▸ **任务**
请把下列记录中从含有“boy in pink”的那一行起、直到记录末尾的部分整段搬过来，首尾两行都包括在内，其中的指令一并保留，并将答案里的每个坐标数值都加上18。

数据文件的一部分
================
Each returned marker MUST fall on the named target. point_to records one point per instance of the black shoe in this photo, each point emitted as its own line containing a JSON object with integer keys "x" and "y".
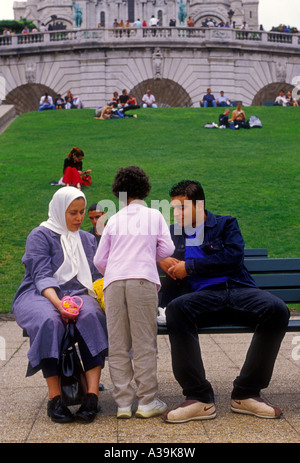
{"x": 58, "y": 412}
{"x": 89, "y": 408}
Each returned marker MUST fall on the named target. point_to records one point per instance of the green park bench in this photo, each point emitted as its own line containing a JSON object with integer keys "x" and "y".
{"x": 280, "y": 277}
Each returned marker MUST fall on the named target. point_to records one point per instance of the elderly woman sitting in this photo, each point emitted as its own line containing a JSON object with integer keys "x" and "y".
{"x": 58, "y": 262}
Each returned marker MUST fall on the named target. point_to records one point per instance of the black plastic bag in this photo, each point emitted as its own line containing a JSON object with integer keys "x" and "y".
{"x": 72, "y": 378}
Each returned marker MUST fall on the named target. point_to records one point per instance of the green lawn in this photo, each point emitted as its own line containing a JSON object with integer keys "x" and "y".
{"x": 251, "y": 174}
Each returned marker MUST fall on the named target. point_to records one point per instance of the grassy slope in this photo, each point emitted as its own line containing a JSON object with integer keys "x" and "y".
{"x": 251, "y": 174}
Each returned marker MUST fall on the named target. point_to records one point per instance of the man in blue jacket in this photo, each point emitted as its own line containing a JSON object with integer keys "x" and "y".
{"x": 206, "y": 284}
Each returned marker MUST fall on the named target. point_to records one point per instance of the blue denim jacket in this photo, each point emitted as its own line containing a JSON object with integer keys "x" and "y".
{"x": 222, "y": 247}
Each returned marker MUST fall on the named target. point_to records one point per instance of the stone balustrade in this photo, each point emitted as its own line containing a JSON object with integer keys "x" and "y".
{"x": 136, "y": 36}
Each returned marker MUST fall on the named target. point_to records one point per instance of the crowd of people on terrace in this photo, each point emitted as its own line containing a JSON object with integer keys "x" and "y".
{"x": 154, "y": 22}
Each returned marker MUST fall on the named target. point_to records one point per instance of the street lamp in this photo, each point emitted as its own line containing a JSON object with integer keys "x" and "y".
{"x": 230, "y": 14}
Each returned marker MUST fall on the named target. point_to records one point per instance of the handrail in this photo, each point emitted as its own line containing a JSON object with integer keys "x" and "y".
{"x": 146, "y": 34}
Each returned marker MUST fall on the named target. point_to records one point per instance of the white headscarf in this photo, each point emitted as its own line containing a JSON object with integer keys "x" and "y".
{"x": 75, "y": 261}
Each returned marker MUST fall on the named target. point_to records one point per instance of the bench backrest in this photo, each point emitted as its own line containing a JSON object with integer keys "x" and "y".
{"x": 255, "y": 253}
{"x": 280, "y": 277}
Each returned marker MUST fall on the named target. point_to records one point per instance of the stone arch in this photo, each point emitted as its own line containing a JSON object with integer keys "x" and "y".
{"x": 26, "y": 97}
{"x": 167, "y": 93}
{"x": 200, "y": 18}
{"x": 270, "y": 92}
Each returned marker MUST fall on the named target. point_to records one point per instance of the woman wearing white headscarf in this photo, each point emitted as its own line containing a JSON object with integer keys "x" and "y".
{"x": 58, "y": 262}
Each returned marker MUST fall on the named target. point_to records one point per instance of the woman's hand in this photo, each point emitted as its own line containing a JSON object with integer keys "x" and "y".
{"x": 166, "y": 264}
{"x": 178, "y": 271}
{"x": 51, "y": 294}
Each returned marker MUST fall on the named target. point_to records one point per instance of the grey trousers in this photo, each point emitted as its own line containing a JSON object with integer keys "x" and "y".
{"x": 131, "y": 309}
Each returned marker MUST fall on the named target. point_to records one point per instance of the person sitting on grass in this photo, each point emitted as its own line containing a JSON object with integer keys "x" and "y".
{"x": 238, "y": 117}
{"x": 108, "y": 112}
{"x": 73, "y": 174}
{"x": 210, "y": 259}
{"x": 58, "y": 261}
{"x": 46, "y": 103}
{"x": 132, "y": 242}
{"x": 224, "y": 120}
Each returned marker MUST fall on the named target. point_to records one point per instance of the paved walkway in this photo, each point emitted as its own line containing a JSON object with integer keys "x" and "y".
{"x": 23, "y": 400}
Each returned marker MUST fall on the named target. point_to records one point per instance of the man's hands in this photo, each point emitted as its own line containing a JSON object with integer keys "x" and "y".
{"x": 173, "y": 267}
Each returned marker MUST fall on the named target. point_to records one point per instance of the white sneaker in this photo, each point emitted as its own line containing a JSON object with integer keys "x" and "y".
{"x": 124, "y": 412}
{"x": 161, "y": 318}
{"x": 155, "y": 408}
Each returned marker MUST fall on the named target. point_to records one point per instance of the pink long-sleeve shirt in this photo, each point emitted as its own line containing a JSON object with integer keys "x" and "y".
{"x": 134, "y": 239}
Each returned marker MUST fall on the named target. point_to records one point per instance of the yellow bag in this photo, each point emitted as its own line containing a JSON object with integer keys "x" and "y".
{"x": 98, "y": 288}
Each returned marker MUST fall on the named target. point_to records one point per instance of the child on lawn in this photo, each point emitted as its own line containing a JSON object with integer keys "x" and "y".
{"x": 133, "y": 241}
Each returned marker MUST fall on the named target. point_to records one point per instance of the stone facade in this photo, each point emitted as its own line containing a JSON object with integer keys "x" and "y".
{"x": 177, "y": 64}
{"x": 104, "y": 12}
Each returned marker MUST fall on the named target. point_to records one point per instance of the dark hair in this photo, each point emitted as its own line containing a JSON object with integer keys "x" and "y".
{"x": 190, "y": 188}
{"x": 133, "y": 181}
{"x": 96, "y": 207}
{"x": 75, "y": 152}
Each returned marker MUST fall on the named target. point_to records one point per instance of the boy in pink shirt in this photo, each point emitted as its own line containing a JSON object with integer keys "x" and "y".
{"x": 133, "y": 241}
================
▸ **解答**
Each returned marker MUST fall on the named target. point_to records one point per instance of the boy in pink shirt in this photo, each point emitted as its own line containing a JSON object with integer keys "x" and "y".
{"x": 151, "y": 259}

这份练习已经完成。